TASK DETAILS. Can you write out the passage on the 1855 ox-wagon trek again, starting with "How he needed" and going on through "outspan at noon.", but change "canvas" to "leather"?

TODAY the horse power is under the bonnet, but 150 years ago it would have been “two and thirty quadrupeds with frightful horns” as Rev Richard Ridgill wrote in a 1870 edition of the Cape Monthly Magazine.

In the article he describes his trek in October 1855 from Somerset West to Warm Baths in Namibia to serve one of the first European settlements as a Wesleyan minister. His account is vivid and surprisingly contemporary.

He recalls being very nervous, worrying about his poor Afrikaans and trying to learn the names of all the oxen - “from Achterveld to Langeveld and Weiland” - apparently a required skill.

How he needed help to choose three years’ stock of medical provisions, and pack countless boxes, bundles of clothing, blankets and gear into the cramped oxwagons.

Inside the tented wagons more canvas bags were suspended on the sides. Green baize curtains at either entrance gave the occupants some privacy at night.

At last they were ready, said their goodbyes. Then the call “Trek!” and they were off, followed by friends and well wishers on horseback, in carts and on foot who accompanied them as far as their first outspan at noon.

DATASET CONTENT.
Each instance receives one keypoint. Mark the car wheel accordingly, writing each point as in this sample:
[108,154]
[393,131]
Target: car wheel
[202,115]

RESPONSE AREA.
How he needed help to choose three years’ stock of medical provisions, and pack countless boxes, bundles of clothing, blankets and gear into the cramped oxwagons.

Inside the tented wagons more leather bags were suspended on the sides. Green baize curtains at either entrance gave the occupants some privacy at night.

At last they were ready, said their goodbyes. Then the call “Trek!” and they were off, followed by friends and well wishers on horseback, in carts and on foot who accompanied them as far as their first outspan at noon.